Law and economics and the future
28 December 2009 • Ricardo J. Bascuas • 2 Comments » • Tags: None“It’s not an easy year for lawyers.” That was a Greenberg Traurig partner in Bloomberg a few days ago. The layoffs and cutbacks are reportedly just a start. Hourly-rate billing and lock-step associate salaries have been eulogized as relics of a gilded era when clients forked over robust legal fees to swarms of document-reviewing drones. Nowadays, clients insist such work be outsourced to India, where lawyers trained in the common law will review documents for $30 an hour. Their law schools are pumping out lawyers at more than twice the rate of American law schools. (If I had any entrepreneurial inclinations whatsoever, I would be on the phone to Mumbai putting together a cadre of NLSIU graduates to grade American law school exams.)
No one who has given any thought to how large firms operate can be surprised at the retrenchment. It’s amazing this has gone on this long. The big-firm business model depended on scores of young associates generating inhuman timesheets in the hopes of being among the ragged few who survive to be anointed partner and reap income from a new generation of drones. As an insightful article by someone named James Smith notes, the legal academy’s disengagement with reality has everything to do with this:
As all lawyers know, law schools do not fully prepare lawyers for practicing law. While many law schools have introduced clinical courses, the reality is that law school can only lay the foundation for a legal career. Thus, good law firms always have provided training to their associates.
But no one wants to pay for that anymore. The seeds of implosion were sewn in the heady ’90s when the drones began fleeing the hive for Silicon Valley and already pretty high salaries became irrationally exuberant, to use the phrase of the day.
Guess what happens when you raise associate salaries to ludicrous levels. That’s right: you get a 15% rise in law school enrollment in less than a decade’s time. (Previously, it took more than 20 years to see that kind of growth.) And now the whole thing is collapsing with lawyers being laid off and entire firms closing.

◆ Stored records:
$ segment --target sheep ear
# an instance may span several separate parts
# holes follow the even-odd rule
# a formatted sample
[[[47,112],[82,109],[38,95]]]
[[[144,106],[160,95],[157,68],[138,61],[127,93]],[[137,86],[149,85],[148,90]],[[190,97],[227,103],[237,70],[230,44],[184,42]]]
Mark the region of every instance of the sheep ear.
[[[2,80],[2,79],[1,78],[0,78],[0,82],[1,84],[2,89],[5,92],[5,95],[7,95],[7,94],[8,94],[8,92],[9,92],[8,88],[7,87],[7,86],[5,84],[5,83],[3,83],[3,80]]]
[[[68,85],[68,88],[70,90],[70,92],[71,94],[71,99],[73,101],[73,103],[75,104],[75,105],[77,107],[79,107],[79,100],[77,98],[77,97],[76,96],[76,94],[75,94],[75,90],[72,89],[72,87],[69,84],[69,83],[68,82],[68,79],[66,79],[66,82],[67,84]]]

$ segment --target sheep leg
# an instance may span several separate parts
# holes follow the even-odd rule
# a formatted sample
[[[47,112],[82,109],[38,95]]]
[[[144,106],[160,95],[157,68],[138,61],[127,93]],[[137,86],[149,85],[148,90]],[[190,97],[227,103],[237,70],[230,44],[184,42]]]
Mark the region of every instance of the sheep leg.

◆ What you will do: Extract the entire blog post on law firms and the legal job market, word for word.

◆ The answer:
Law and economics and the future
28 December 2009 • Ricardo J. Bascuas • 2 Comments » • Tags: None“It’s not an easy year for lawyers.” That was a Greenberg Traurig partner in Bloomberg a few days ago. The layoffs and cutbacks are reportedly just a start. Hourly-rate billing and lock-step associate salaries have been eulogized as relics of a gilded era when clients forked over robust legal fees to swarms of document-reviewing drones. Nowadays, clients insist such work be outsourced to India, where lawyers trained in the common law will review documents for $30 an hour. Their law schools are pumping out lawyers at more than twice the rate of American law schools. (If I had any entrepreneurial inclinations whatsoever, I would be on the phone to Mumbai putting together a cadre of NLSIU graduates to grade American law school exams.)
No one who has given any thought to how large firms operate can be surprised at the retrenchment. It’s amazing this has gone on this long. The big-firm business model depended on scores of young associates generating inhuman timesheets in the hopes of being among the ragged few who survive to be anointed partner and reap income from a new generation of drones. As an insightful article by someone named James Smith notes, the legal academy’s disengagement with reality has everything to do with this:
As all lawyers know, law schools do not fully prepare lawyers for practicing law. While many law schools have introduced clinical courses, the reality is that law school can only lay the foundation for a legal career. Thus, good law firms always have provided training to their associates.
But no one wants to pay for that anymore. The seeds of implosion were sewn in the heady ’90s when the drones began fleeing the hive for Silicon Valley and already pretty high salaries became irrationally exuberant, to use the phrase of the day.
Guess what happens when you raise associate salaries to ludicrous levels. That’s right: you get a 15% rise in law school enrollment in less than a decade’s time. (Previously, it took more than 20 years to see that kind of growth.) And now the whole thing is collapsing with lawyers being laid off and entire firms closing.